The problem –
Arrange the lines as a Markdown table with the columns Row and Line, from the first line through the line containing "317 65 L 323", leaving out blank lines.

Dataset –
□ □ □
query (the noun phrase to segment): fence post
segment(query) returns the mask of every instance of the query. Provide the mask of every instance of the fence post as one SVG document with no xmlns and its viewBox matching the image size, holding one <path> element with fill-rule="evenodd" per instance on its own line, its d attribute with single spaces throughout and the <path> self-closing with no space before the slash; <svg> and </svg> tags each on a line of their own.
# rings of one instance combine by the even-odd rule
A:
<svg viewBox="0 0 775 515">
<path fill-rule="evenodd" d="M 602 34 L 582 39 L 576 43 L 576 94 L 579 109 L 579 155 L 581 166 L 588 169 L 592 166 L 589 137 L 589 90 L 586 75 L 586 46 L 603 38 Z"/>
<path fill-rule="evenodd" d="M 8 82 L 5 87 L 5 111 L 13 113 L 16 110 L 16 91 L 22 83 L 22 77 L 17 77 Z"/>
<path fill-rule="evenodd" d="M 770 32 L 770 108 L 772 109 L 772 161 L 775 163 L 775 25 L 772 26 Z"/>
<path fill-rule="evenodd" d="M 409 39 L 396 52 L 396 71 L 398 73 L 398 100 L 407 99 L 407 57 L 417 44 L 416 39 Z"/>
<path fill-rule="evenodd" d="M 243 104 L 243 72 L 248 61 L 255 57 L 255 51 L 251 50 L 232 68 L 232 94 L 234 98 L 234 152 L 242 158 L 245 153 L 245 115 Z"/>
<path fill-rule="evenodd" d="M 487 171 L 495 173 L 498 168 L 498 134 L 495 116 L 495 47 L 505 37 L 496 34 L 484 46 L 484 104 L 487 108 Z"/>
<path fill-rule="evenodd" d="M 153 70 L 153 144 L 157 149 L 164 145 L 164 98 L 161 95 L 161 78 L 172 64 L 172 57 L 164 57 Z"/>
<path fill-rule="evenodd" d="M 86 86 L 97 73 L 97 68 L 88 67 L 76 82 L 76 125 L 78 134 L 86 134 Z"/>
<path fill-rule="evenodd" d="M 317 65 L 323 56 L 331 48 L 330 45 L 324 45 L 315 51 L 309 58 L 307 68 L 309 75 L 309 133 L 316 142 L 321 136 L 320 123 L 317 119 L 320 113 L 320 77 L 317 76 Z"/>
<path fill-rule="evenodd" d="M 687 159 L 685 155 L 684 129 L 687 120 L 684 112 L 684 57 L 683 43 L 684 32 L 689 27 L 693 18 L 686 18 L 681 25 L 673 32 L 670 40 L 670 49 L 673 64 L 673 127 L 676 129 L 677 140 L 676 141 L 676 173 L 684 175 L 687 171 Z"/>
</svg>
□ □ □
Right answer –
| Row | Line |
|---|---|
| 1 | query (the noun phrase to segment): fence post |
| 2 | segment(query) returns the mask of every instance of the query. Provide the mask of every instance of the fence post as one SVG document with no xmlns and its viewBox matching the image size, holding one <path> element with fill-rule="evenodd" per instance on its own line, its d attribute with single spaces throughout and the <path> self-closing with no space before the slash; <svg> and </svg> tags each on a line of their own. |
| 3 | # rings of one instance combine by the even-odd rule |
| 4 | A: |
| 5 | <svg viewBox="0 0 775 515"> |
| 6 | <path fill-rule="evenodd" d="M 602 34 L 582 39 L 576 43 L 576 94 L 579 109 L 579 155 L 581 166 L 588 169 L 592 166 L 589 137 L 589 90 L 586 75 L 586 46 L 603 38 Z"/> |
| 7 | <path fill-rule="evenodd" d="M 8 82 L 5 87 L 5 111 L 13 113 L 16 110 L 16 91 L 22 83 L 22 77 L 17 77 Z"/> |
| 8 | <path fill-rule="evenodd" d="M 770 32 L 770 108 L 772 109 L 772 161 L 775 163 L 775 25 L 772 26 Z"/> |
| 9 | <path fill-rule="evenodd" d="M 409 39 L 396 52 L 396 71 L 398 73 L 398 100 L 407 99 L 407 57 L 417 44 L 416 39 Z"/> |
| 10 | <path fill-rule="evenodd" d="M 243 104 L 243 72 L 248 61 L 255 57 L 255 51 L 251 50 L 232 68 L 232 94 L 234 98 L 234 152 L 242 158 L 245 153 L 245 115 Z"/> |
| 11 | <path fill-rule="evenodd" d="M 487 171 L 495 173 L 498 168 L 498 134 L 495 116 L 495 47 L 505 37 L 496 34 L 484 46 L 484 104 L 487 108 Z"/> |
| 12 | <path fill-rule="evenodd" d="M 153 70 L 153 144 L 157 149 L 164 145 L 164 98 L 161 95 L 161 78 L 172 64 L 172 57 L 164 57 Z"/> |
| 13 | <path fill-rule="evenodd" d="M 86 86 L 97 73 L 97 68 L 88 67 L 76 82 L 76 125 L 78 134 L 86 134 Z"/> |
| 14 | <path fill-rule="evenodd" d="M 317 65 L 323 56 L 331 48 L 330 45 L 324 45 L 315 51 L 309 58 L 307 68 L 309 75 L 309 133 L 316 142 L 321 136 L 320 123 L 317 119 L 320 113 L 320 77 L 317 76 Z"/> |